THE EXERCISE :: Retype the lines from the one containing "Reviewer note: every instance of the dirt" through the one containing "pixel 373 309", copying each line without change and including both end lines.

# # # #

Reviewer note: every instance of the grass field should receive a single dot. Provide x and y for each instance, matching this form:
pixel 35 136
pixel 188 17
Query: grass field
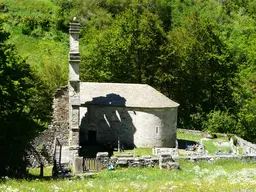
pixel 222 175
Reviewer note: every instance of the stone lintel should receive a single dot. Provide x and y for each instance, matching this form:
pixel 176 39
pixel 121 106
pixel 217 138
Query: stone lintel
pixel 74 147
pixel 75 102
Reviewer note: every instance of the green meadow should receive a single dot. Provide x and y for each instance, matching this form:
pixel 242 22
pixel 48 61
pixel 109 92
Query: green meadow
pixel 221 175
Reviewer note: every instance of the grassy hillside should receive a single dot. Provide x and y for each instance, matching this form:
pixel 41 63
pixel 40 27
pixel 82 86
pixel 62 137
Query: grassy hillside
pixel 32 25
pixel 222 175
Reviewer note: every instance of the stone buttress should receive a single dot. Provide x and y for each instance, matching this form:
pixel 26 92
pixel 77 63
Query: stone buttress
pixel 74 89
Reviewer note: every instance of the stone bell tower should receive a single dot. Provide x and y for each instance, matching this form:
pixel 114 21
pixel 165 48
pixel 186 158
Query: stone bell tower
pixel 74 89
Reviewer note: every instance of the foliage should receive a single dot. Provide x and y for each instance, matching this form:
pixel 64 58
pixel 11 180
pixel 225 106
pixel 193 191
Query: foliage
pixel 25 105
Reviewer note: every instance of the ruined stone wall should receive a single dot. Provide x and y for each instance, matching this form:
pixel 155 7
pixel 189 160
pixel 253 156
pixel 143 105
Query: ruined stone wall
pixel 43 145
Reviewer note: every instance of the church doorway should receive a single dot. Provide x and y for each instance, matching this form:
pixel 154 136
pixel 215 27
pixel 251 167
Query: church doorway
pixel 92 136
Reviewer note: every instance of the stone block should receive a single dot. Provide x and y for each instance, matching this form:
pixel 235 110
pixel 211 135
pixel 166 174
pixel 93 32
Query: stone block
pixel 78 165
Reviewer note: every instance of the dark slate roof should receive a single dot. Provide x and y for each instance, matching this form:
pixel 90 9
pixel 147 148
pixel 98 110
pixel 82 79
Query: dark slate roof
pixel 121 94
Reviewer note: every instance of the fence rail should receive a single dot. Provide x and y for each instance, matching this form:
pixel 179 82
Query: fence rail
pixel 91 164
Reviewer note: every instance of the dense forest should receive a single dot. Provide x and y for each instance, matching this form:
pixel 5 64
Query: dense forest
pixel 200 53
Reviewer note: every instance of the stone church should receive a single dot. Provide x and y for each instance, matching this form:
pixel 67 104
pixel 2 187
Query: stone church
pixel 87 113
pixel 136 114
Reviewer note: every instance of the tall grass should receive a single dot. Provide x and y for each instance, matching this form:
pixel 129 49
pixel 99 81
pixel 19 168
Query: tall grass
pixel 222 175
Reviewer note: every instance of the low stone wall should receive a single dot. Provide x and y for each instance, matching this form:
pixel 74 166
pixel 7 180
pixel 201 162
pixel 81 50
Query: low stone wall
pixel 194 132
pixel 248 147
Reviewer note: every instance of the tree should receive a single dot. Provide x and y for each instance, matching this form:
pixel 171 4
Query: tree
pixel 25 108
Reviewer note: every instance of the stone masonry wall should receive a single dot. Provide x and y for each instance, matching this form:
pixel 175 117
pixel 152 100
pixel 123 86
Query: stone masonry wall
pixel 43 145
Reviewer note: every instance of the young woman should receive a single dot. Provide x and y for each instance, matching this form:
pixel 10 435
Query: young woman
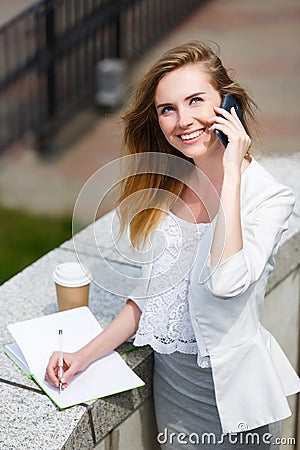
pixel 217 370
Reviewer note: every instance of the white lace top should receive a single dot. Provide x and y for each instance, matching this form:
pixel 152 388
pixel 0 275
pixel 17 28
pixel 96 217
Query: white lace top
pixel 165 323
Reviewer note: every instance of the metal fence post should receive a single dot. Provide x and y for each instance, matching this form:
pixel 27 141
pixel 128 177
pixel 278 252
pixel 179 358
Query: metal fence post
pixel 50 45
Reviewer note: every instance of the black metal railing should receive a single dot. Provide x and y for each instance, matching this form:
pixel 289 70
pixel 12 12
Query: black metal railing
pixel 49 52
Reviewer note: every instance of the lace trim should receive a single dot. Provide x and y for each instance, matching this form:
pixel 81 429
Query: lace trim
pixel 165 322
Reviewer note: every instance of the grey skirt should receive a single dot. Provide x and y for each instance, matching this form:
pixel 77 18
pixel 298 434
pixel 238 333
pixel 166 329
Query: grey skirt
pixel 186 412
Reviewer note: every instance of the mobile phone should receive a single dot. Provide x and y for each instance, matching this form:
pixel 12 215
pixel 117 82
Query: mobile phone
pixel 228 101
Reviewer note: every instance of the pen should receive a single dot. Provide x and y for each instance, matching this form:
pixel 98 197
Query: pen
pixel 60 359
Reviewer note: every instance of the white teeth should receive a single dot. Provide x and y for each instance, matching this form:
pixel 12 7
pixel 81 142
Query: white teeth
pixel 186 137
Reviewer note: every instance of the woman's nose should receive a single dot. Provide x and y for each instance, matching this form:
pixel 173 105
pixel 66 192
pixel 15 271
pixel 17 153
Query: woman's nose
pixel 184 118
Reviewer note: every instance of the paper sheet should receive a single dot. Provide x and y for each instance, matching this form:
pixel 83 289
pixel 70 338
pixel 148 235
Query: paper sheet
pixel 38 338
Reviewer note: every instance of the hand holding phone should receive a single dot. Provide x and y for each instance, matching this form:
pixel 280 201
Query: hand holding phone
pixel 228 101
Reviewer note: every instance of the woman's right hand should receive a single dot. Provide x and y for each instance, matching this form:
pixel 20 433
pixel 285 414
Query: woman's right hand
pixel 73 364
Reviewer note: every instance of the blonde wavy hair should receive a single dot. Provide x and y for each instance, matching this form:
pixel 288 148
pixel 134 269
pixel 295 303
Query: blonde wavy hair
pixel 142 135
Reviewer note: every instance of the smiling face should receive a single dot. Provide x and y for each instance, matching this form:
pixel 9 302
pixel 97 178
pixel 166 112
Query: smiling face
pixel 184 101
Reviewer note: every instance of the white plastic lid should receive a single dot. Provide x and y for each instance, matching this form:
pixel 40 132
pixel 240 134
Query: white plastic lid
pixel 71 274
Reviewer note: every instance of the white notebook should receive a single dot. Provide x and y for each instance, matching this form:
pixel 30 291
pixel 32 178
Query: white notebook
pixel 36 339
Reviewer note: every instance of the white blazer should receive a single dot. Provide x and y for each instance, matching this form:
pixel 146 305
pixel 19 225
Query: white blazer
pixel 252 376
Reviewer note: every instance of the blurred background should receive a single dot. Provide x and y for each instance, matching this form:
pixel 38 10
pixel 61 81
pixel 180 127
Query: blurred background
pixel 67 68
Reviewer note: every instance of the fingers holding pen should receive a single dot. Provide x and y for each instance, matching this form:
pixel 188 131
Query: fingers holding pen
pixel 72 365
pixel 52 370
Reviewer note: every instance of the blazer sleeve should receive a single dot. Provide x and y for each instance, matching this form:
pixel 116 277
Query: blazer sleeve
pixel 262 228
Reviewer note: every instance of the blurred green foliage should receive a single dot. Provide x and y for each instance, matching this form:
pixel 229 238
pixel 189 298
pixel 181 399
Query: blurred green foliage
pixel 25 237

# # # #

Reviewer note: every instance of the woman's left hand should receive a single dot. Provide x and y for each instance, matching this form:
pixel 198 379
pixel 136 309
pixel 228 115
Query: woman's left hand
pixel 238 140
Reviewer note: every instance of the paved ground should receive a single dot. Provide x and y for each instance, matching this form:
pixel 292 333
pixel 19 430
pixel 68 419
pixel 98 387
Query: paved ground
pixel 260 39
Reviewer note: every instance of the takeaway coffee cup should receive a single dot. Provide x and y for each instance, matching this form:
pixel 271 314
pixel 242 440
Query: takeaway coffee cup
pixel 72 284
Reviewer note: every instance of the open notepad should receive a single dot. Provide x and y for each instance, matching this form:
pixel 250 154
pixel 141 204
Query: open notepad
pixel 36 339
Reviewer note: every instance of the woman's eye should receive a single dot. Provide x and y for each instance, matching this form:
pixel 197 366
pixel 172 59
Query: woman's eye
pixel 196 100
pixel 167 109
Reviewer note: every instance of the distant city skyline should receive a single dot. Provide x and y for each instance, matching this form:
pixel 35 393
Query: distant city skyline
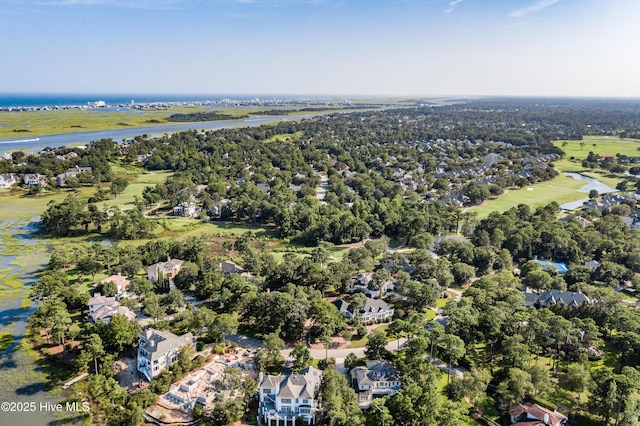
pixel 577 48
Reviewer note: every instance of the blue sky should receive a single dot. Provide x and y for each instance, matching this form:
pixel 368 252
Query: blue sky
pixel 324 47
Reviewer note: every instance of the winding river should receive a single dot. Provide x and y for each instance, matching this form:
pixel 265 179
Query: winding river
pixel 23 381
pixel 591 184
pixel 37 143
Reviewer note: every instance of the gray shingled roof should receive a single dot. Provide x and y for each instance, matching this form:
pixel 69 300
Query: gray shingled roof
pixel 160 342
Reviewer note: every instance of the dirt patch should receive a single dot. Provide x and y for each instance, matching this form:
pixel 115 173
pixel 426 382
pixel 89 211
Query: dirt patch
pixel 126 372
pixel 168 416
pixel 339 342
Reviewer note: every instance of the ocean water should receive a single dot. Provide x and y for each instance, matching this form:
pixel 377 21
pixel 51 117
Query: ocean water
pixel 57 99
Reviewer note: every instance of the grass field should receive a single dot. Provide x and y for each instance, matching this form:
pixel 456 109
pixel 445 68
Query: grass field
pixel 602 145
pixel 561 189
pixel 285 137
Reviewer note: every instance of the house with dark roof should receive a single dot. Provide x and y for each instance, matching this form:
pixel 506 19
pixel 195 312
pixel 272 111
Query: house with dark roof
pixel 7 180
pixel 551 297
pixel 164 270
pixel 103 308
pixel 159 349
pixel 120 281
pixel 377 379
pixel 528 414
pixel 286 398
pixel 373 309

# # # #

SOLUTION TO THIS PROBLEM ::
Reviewer note: every instance of the dirt patch should receive a single dot. Provide x and y for each instance, matching this form:
pixel 115 173
pixel 426 382
pixel 89 211
Query: dirt patch
pixel 126 372
pixel 168 416
pixel 339 342
Reviewer note: every instance of the ocean water should receive a single dot. Provide x and y for each instance, matching this form:
pixel 377 21
pixel 51 117
Query: ocean water
pixel 57 99
Reviewer note: every instance of the grass field should receive a single dot. Provide x and y for each instance, matching this form:
pixel 456 109
pixel 445 68
Query: grass field
pixel 602 145
pixel 561 189
pixel 285 137
Reviewer note: every instance of the house with dark roof should receive a single dot. Provide x and y for each instance, matching this form:
pixel 506 19
pixel 195 312
pixel 272 111
Query: house with dark roof
pixel 7 180
pixel 551 297
pixel 164 270
pixel 103 308
pixel 159 349
pixel 120 281
pixel 377 379
pixel 528 414
pixel 286 398
pixel 373 309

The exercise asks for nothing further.